Written instruction A: In the release notes below, shorten the paragraph that begins "Atlassian has fixed the bug" and keep its main facts.
Written instruction B:
Answer these questions using the release notes below, one answer per line:
(i) What goes into the file old.txt?
(ii) Which Confluence version is 8.7.0 a compatibility release for?
(iii) When upgrading from 8.6.0, what is used to update the app version?

Document:
+===+

If you have made changes to those (adding instructions in the top is a very typical customization, for example), then you will need to migrate those customizations to the new templates.

Steps:

  1. Copy the content of your current email template to a textfile old.txt. (It's a good idea to save it somewhere as a backup.)
  2. Click Reset default under the email template. It will reset it to the new default (without your customizations).
  3. Copy the content of this new default email template to another textfile new.txt.
  4. Compare old.txt and new.txt, and merge all changes you made in the former to the latter. Use a visual merge tool (like WinMerge), and it will be trivial.
  5. Copy the merged result back to Confluence and save it.
  6. Repeat these steps for every notification template that you have customized.

8.7.0

This version is a compatibility release for Confluence 7.6.

Atlassian has fixed the bug that was introduced in Confluence 7.5.0 and made us to disable the "hide archive space" feature in the previous version of Better Content Archiving for Confluence. In this release we re-enabled that feature.

IMPORTANT: If you are using Confluence 7.5.0 or 7.5.1, don't forget to upgrade your Confluence version to 7.5.2 or newer (otherwise the app won't function correctly due to the above mentioned bug)!

Upgrading from 8.6.0

Just update your app version using UPM (Universal Plugin Manager, the app manager built in to Confluence).

+===+

[Collection entries]
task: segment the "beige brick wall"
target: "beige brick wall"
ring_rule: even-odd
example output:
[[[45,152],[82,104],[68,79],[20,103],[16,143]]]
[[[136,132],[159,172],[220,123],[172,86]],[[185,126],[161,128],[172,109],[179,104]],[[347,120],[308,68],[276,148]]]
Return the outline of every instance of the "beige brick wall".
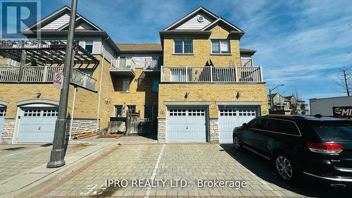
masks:
[[[187,99],[186,92],[189,92]],[[241,96],[236,98],[237,93]],[[158,117],[166,117],[164,101],[210,101],[210,118],[218,118],[216,101],[261,101],[261,114],[268,112],[266,85],[265,83],[236,84],[161,84],[159,85]],[[163,112],[163,113],[161,113]]]
[[[216,25],[211,30],[210,38],[199,37],[186,37],[193,39],[193,55],[175,55],[174,52],[174,39],[182,38],[180,36],[165,36],[163,40],[164,66],[203,66],[206,61],[211,59],[215,66],[228,66],[230,61],[235,66],[240,66],[239,41],[230,39],[230,55],[212,55],[210,39],[226,39],[229,36],[229,30],[221,25]]]
[[[158,106],[158,92],[152,92],[153,79],[160,79],[160,75],[146,75],[143,79],[143,69],[137,68],[136,75],[134,77],[113,77],[113,103],[115,105],[122,105],[124,103],[126,104],[135,104],[136,111],[140,111],[141,117],[144,117],[144,105],[147,106]],[[141,83],[139,83],[139,78],[141,78]],[[130,80],[130,92],[122,92],[122,79],[129,79]]]

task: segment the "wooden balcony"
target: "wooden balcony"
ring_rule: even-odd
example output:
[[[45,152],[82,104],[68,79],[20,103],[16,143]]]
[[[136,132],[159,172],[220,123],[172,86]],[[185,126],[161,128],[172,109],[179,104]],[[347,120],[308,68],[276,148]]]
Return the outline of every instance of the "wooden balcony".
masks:
[[[62,74],[63,67],[0,66],[0,83],[1,82],[52,82],[55,73]],[[22,73],[22,75],[20,73]],[[95,91],[96,80],[87,74],[74,68],[71,83]]]
[[[161,82],[263,82],[261,66],[161,66]]]
[[[136,75],[136,63],[131,58],[114,58],[110,63],[110,72],[115,75]]]

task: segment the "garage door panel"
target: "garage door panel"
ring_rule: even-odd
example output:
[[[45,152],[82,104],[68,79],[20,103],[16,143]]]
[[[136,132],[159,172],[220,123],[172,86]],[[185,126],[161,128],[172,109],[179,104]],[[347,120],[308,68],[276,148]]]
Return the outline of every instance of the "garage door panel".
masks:
[[[168,142],[206,142],[205,108],[170,108],[168,113]]]
[[[226,106],[219,108],[219,142],[231,143],[234,128],[256,118],[258,107]]]
[[[52,142],[57,113],[53,108],[23,109],[17,142]]]

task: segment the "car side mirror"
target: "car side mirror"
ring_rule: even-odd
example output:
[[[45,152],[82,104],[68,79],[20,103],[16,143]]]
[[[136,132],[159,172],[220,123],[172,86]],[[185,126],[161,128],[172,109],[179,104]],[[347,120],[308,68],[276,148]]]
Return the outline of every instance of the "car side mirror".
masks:
[[[243,124],[242,124],[242,128],[248,128],[247,123],[243,123]]]

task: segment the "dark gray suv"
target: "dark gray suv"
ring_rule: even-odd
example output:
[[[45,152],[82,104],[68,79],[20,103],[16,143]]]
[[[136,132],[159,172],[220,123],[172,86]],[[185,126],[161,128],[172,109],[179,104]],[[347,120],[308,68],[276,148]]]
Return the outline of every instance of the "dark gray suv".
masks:
[[[332,186],[352,185],[352,120],[310,116],[266,116],[234,130],[237,149],[268,159],[286,181],[304,175]]]

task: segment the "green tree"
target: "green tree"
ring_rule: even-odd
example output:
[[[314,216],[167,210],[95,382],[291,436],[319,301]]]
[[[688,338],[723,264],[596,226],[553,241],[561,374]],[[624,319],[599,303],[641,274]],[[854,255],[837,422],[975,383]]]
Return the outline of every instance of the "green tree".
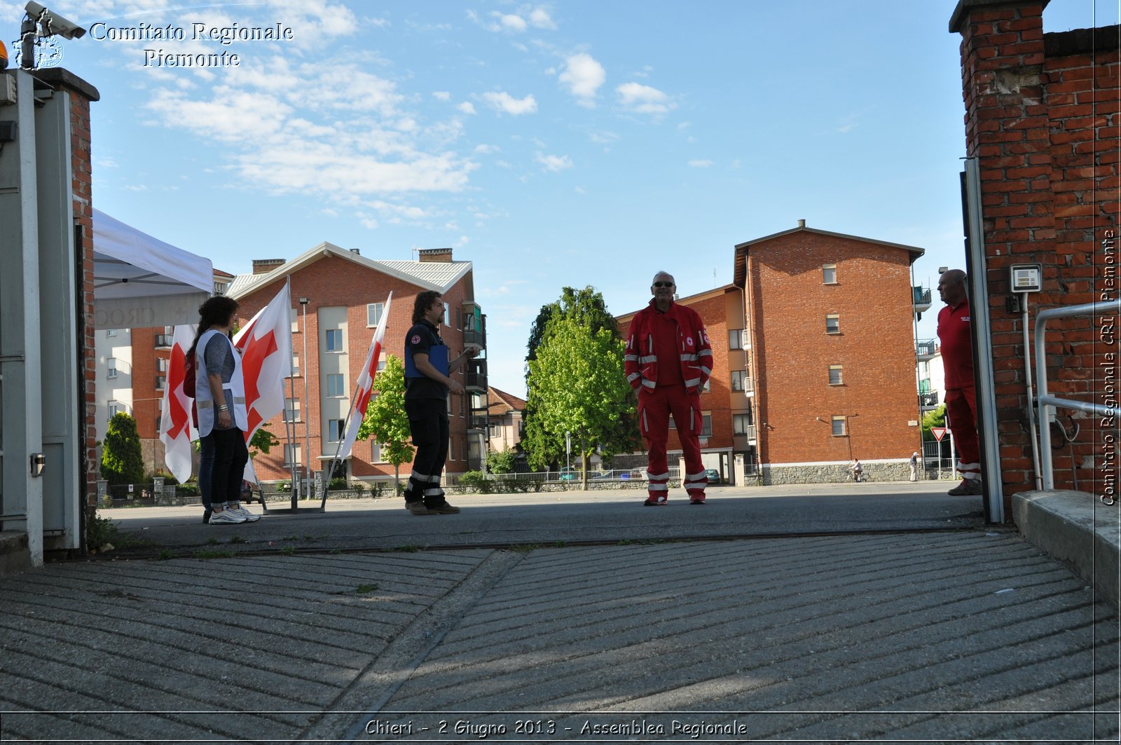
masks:
[[[135,419],[114,414],[101,445],[101,478],[112,485],[143,481],[143,456]]]
[[[488,451],[487,470],[491,473],[510,473],[513,471],[513,461],[517,459],[518,451],[513,448]]]
[[[373,379],[373,389],[378,395],[365,410],[358,439],[381,445],[381,459],[393,465],[393,481],[400,491],[400,466],[413,460],[413,435],[405,413],[405,362],[400,357],[386,356],[386,369]]]
[[[522,414],[525,424],[521,449],[534,468],[547,468],[562,462],[565,457],[565,430],[559,432],[552,430],[540,421],[537,416],[538,398],[534,395],[532,386],[529,383],[529,366],[537,359],[538,349],[552,333],[549,324],[556,319],[569,319],[593,334],[606,330],[612,340],[622,341],[619,323],[608,312],[603,294],[594,287],[587,286],[583,289],[565,287],[560,291],[558,300],[541,306],[530,326],[529,341],[526,346],[526,387],[529,389],[529,397]],[[634,415],[638,399],[629,387],[626,394],[626,406],[622,408],[623,413],[614,420],[611,431],[603,433],[599,443],[601,453],[608,459],[615,453],[633,452],[640,448],[642,442]]]
[[[606,328],[594,331],[578,318],[554,318],[529,362],[529,397],[540,431],[560,442],[572,433],[585,489],[587,459],[615,432],[619,419],[633,413],[618,335]],[[530,461],[540,463],[541,457],[530,453]]]

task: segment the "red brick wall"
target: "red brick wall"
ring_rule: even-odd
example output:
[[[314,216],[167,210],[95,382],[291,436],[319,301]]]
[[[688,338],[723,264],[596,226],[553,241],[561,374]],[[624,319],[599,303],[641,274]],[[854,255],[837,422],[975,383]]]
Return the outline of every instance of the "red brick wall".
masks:
[[[962,34],[966,148],[981,169],[1006,500],[1035,488],[1023,329],[1020,316],[1004,310],[1009,265],[1043,265],[1044,289],[1029,296],[1029,323],[1039,310],[1117,297],[1109,276],[1115,255],[1103,241],[1117,231],[1121,65],[1115,44],[1094,52],[1092,43],[1095,36],[1115,39],[1118,29],[1045,35],[1041,12],[1039,2],[965,7],[954,27]],[[1104,403],[1103,364],[1115,339],[1101,324],[1088,318],[1048,324],[1049,393]],[[1059,412],[1068,429],[1071,414]],[[1077,478],[1085,488],[1109,433],[1094,417],[1074,416],[1082,431]],[[1071,488],[1069,458],[1053,463],[1056,487]]]
[[[441,330],[441,337],[450,347],[450,353],[454,357],[463,351],[463,331],[455,328],[455,312],[460,310],[465,300],[466,287],[470,286],[471,274],[469,273],[452,289],[444,295],[444,302],[448,304],[450,326]],[[238,315],[240,323],[244,324],[257,311],[263,307],[284,286],[284,282],[275,282],[266,287],[261,287],[244,297],[239,298],[240,307]],[[304,401],[304,378],[295,380],[295,398],[300,401],[300,422],[296,425],[296,442],[302,450],[306,450],[305,426],[311,424],[311,449],[312,465],[318,469],[318,461],[315,457],[321,450],[319,439],[319,367],[317,340],[319,339],[318,309],[321,306],[348,306],[348,396],[353,393],[358,377],[362,372],[362,365],[365,362],[365,355],[373,339],[373,329],[367,326],[367,303],[383,303],[389,292],[393,293],[393,302],[390,307],[389,320],[386,326],[385,346],[382,348],[382,359],[386,355],[404,357],[405,334],[413,325],[413,303],[416,295],[421,292],[420,287],[414,284],[381,274],[373,269],[365,268],[349,259],[337,256],[324,257],[314,264],[305,266],[291,275],[291,301],[293,306],[299,313],[297,332],[293,334],[293,352],[299,356],[302,374],[307,376],[307,401]],[[299,310],[298,298],[305,296],[309,298],[307,305],[307,358],[304,358],[304,319],[303,311]],[[460,383],[464,383],[464,370],[453,375]],[[286,397],[293,397],[286,390]],[[466,415],[469,404],[464,403],[460,415],[462,396],[452,396],[451,427],[454,440],[454,458],[450,458],[445,472],[455,473],[466,470]],[[277,439],[285,440],[285,425],[282,416],[276,416],[269,421],[269,430]],[[334,444],[328,445],[328,452],[334,452]],[[389,463],[370,462],[371,449],[369,441],[359,441],[354,444],[351,456],[351,472],[358,477],[392,476],[393,467]],[[304,461],[307,462],[308,453],[303,453]],[[284,467],[284,447],[278,445],[268,456],[259,456],[253,460],[258,476],[262,479],[286,479],[289,473]],[[411,463],[404,463],[400,467],[401,473],[407,475],[411,470]]]
[[[752,245],[748,261],[760,462],[846,461],[850,445],[861,460],[909,457],[919,434],[908,426],[918,416],[908,252],[803,230]],[[825,264],[836,284],[824,284]],[[825,332],[830,313],[839,334]],[[830,365],[843,385],[830,385]],[[832,435],[833,415],[850,415],[850,438]]]

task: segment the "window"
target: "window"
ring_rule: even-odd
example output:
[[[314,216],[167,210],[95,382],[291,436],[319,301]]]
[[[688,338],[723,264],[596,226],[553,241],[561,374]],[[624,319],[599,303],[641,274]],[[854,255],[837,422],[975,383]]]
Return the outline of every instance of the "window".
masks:
[[[385,303],[367,303],[365,304],[365,324],[368,326],[378,325],[381,321],[381,313],[386,310]]]
[[[285,466],[288,466],[288,467],[299,466],[300,463],[304,462],[302,456],[303,456],[303,453],[300,452],[299,445],[297,445],[297,444],[290,444],[290,445],[286,444],[284,447],[284,465]]]
[[[748,434],[751,427],[751,414],[732,414],[732,433]]]

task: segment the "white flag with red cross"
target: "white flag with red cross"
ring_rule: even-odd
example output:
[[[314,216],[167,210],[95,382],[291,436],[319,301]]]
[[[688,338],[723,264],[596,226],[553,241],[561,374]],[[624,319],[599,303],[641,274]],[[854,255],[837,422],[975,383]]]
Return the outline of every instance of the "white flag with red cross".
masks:
[[[167,365],[167,380],[164,386],[164,411],[159,416],[159,439],[164,443],[164,462],[167,470],[180,484],[191,478],[192,440],[198,432],[191,422],[191,396],[183,389],[183,378],[187,361],[187,350],[195,340],[195,326],[177,325],[172,334],[172,356]]]
[[[291,375],[291,296],[287,283],[233,338],[245,380],[245,442],[284,412],[285,379]],[[251,463],[245,480],[256,481]]]
[[[373,379],[378,376],[378,364],[381,361],[381,340],[386,337],[386,321],[389,319],[389,306],[393,302],[393,293],[389,293],[386,298],[386,307],[381,311],[381,319],[378,328],[373,331],[373,341],[370,342],[370,351],[365,356],[365,365],[362,374],[358,378],[356,390],[354,392],[354,403],[350,412],[350,425],[346,427],[346,436],[343,439],[342,448],[339,450],[339,459],[345,460],[354,447],[358,439],[358,429],[365,419],[365,410],[370,406],[370,397],[373,394]]]

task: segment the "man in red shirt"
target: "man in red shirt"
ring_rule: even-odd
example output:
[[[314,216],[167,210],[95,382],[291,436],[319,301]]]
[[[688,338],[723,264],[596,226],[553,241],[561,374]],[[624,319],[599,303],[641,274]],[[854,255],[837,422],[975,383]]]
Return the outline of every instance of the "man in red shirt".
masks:
[[[965,273],[949,269],[938,278],[938,295],[946,307],[938,312],[938,339],[946,372],[946,411],[957,443],[957,471],[962,482],[952,496],[981,494],[981,449],[978,444],[976,389],[973,384],[973,341]]]
[[[669,416],[685,456],[682,486],[689,504],[703,505],[704,462],[701,460],[701,390],[712,374],[712,347],[701,315],[674,302],[674,277],[665,272],[654,276],[654,300],[634,314],[627,334],[623,358],[627,381],[638,392],[639,429],[648,448],[647,506],[667,502],[669,463]]]

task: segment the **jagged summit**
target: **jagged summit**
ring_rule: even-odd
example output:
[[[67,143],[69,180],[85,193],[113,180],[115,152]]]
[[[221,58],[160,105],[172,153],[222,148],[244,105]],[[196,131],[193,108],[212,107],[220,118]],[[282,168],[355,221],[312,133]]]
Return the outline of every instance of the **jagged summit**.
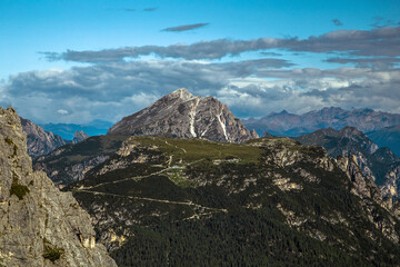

+===+

Full solution A: Atlassian fixed a bug from Confluence 7.5.0 that had forced the "hide archive space" feature of Better Content Archiving for Confluence to be turned off in the previous version. This release turns the feature back on.

Full solution B:
(i) The content of your current email template
(ii) Confluence 7.6
(iii) UPM (Universal Plugin Manager, the app manager built in to Confluence)